• WHAT IS EXPECTED
Reproduce the listing below in full and without alteration, apart from its pictures.
↓↓↓
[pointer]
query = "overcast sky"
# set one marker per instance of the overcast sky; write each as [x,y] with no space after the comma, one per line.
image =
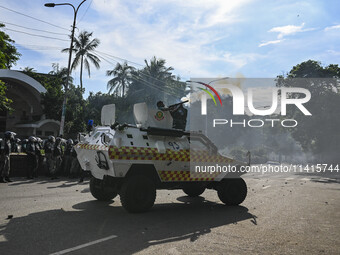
[214,38]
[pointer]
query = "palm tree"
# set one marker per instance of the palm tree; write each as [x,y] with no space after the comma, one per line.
[83,48]
[157,69]
[61,73]
[122,77]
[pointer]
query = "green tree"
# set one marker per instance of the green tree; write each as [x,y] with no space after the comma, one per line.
[122,78]
[5,103]
[83,48]
[8,53]
[156,82]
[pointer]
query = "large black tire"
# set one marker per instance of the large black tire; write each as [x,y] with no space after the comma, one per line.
[138,194]
[100,192]
[232,191]
[193,190]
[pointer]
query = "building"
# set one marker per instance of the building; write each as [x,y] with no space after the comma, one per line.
[27,118]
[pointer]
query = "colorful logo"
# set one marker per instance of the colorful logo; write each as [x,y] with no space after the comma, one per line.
[159,115]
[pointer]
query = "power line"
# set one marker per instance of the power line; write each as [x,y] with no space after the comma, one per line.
[32,28]
[43,36]
[51,24]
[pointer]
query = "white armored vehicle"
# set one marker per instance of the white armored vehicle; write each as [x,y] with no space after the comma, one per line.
[136,160]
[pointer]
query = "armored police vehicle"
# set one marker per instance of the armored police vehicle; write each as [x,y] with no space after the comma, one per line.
[133,161]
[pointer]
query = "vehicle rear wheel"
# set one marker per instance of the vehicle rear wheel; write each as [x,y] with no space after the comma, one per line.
[232,191]
[138,194]
[100,192]
[193,190]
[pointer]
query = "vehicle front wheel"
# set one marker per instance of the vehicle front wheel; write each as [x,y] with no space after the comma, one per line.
[232,191]
[138,194]
[100,192]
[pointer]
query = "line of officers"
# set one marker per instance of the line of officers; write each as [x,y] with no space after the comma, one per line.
[60,156]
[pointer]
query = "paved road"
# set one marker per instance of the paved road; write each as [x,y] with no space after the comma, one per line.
[296,214]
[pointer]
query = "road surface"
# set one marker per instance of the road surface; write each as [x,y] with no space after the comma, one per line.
[295,214]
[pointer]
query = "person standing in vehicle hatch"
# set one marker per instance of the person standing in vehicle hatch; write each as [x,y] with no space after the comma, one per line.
[31,151]
[6,149]
[48,148]
[57,157]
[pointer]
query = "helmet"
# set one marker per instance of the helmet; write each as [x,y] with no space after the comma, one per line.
[32,139]
[51,138]
[9,135]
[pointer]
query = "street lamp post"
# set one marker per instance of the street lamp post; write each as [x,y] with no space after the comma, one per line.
[63,112]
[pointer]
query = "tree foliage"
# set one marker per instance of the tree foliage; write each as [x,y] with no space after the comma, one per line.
[122,78]
[83,48]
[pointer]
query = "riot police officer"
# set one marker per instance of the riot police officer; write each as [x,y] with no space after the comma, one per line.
[6,149]
[57,157]
[68,157]
[49,148]
[31,151]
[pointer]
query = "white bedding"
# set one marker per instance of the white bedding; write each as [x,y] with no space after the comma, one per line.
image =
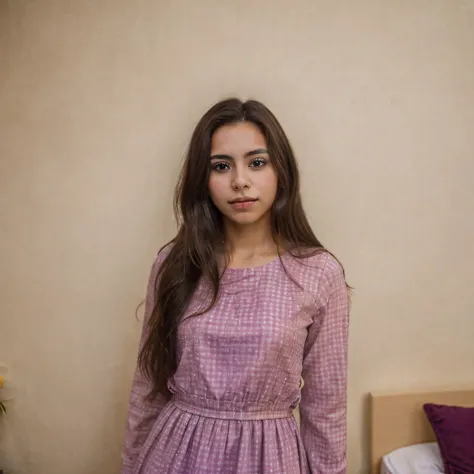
[417,459]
↑↑↑
• RESULT OF THE EXERCISE
[pointer]
query = "overcast sky"
# set one marker per instance of the overcast sky; write each as [x,y] with no space after the comma, one per line.
image =
[214,38]
[pointer]
query = "palm tree"
# set one marker per instance of the palm tree; write each as [x,y] with no space after the comma, one per line.
[83,48]
[157,69]
[61,73]
[122,77]
[pointer]
query = "green tree"
# set one marker per instance of the green tree; write each as [x,y] with no space after the comma, one per line.
[122,78]
[5,103]
[83,48]
[8,53]
[156,82]
[pointer]
query = "large black tire"
# set one marker per instance of the large black tire; write each as [x,y] with no space after the comma, one per line.
[138,194]
[100,192]
[232,191]
[193,190]
[pointer]
query = "building"
# set one marker per instance of the building; write each as [x,y] with no space after the comma, one per line.
[27,118]
[pointer]
query = "colorful logo"
# set one marker per instance of the colorful logo; write each as [x,y] with no space after the comma, one per line.
[159,115]
[pointer]
query = "power line"
# set one marker per instance of the power line; write each as [x,y] with no space after the comma, one per line.
[32,28]
[43,36]
[51,24]
[pointer]
query = "white armored vehicle"
# set one marker per instance of the white armored vehicle; write each as [x,y] with no space after the comma, one per line.
[136,160]
[pointer]
query = "armored police vehicle"
# set one marker per instance of the armored police vehicle; write each as [x,y] with no space after the comma, one per line.
[133,161]
[pointer]
query = "vehicle rear wheel"
# set one marker per instance of the vehicle rear wheel; write each as [x,y] with no space after the comma, one per line.
[232,191]
[138,194]
[100,192]
[193,190]
[pointer]
query = "vehicle front wheel"
# set one marker per instance of the vehicle front wheel; write each as [x,y] with no space after the comma, one per line.
[232,191]
[138,194]
[100,192]
[pointer]
query = "line of officers"
# set one marker per instance of the line of officers; write each as [x,y] with no space after the comma, one per line.
[60,156]
[pointer]
query = "paved road"
# set one marker per instance of the paved road; write each as [x,y] with no space after the comma, one per line.
[296,214]
[pointer]
query = "road surface"
# set one marker per instance of the road surface; write each as [x,y] with no space after the comma, one per line.
[295,214]
[pointer]
query = "person standing in vehicle hatch"
# set one marker per instance of the person standing in vehicle hatch; write each as [x,y] with no space after the comma, one per line.
[31,151]
[6,149]
[48,148]
[57,157]
[pointer]
query = "helmet"
# set one marker per instance of the helmet; write each as [x,y] with no space after the comma, one per line.
[32,139]
[51,138]
[9,135]
[pointer]
query = "street lamp post"
# set one marker per instance of the street lamp post; write each as [x,y] with no space after the comma, one per line.
[63,112]
[pointer]
query = "tree foliage"
# set one marker per instance of the tree foliage; write each as [x,y] with no space after the comma, one per line.
[122,78]
[83,48]
[pointer]
query = "riot police officer"
# set one marker per instance of the riot police officer; write each as [x,y] with no space after the comma, one per line.
[6,149]
[57,157]
[68,157]
[49,148]
[31,151]
[pointer]
query = "white bedding"
# set one marker per instance of the white bedding; write each as [x,y] with no space after the comma, one per line.
image =
[417,459]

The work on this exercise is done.